**TEXTE D'ÉTUDE:**
┌──
Quel est le lien entre gastronomie et création littéraire ? La réponse est simple : aucun. Ayant pris de bonnes résolutions, ayant réussi à progresser timidement de quelques pages et de quelques idées, je viens d'être foudroyée par l'hospitalité généreuse des habitants de la Drôme qui n'ont jamais entendu parler de "Carême" et fêtent la semaine sainte joyeusement en mangeant plus que d'habitude.
└──
**EXTRAITS DE DONNÉES:**
┌──
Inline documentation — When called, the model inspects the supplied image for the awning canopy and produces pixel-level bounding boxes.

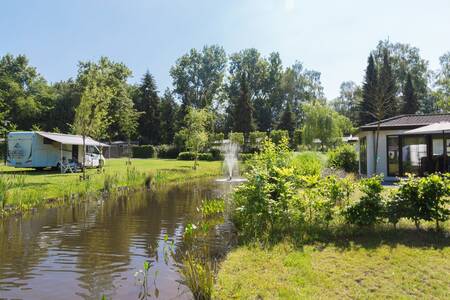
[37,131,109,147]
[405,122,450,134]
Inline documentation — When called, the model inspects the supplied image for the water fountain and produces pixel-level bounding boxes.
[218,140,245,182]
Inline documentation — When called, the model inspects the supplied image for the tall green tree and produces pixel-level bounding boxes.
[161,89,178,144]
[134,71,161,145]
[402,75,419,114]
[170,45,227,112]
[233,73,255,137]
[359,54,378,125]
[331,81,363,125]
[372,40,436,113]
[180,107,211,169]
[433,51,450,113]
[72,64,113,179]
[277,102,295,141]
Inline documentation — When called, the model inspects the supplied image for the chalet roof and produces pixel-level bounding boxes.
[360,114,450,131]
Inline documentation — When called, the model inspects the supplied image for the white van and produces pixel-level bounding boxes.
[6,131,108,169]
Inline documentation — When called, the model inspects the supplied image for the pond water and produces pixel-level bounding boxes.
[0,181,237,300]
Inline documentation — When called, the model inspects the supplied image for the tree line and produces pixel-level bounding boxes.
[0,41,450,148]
└──
┌──
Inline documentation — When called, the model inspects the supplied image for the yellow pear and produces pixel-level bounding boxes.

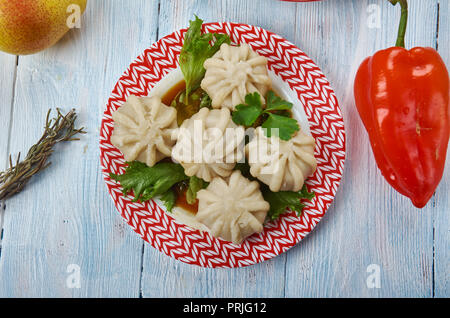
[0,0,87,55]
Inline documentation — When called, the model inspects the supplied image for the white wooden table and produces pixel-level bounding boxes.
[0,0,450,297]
└──
**CONSIGNE:**
Que dit le texte d'étude de « Quel est le » à « plus que d'habitude. » ? Citez ce passage mot pour mot.

**RÉSULTAT ATTENDU:**
Quel est le lien entre gastronomie et création littéraire ? La réponse est simple : aucun. Ayant pris de bonnes résolutions, ayant réussi à progresser timidement de quelques pages et de quelques idées, je viens d'être foudroyée par l'hospitalité généreuse des habitants de la Drôme qui n'ont jamais entendu parler de "Carême" et fêtent la semaine sainte joyeusement en mangeant plus que d'habitude.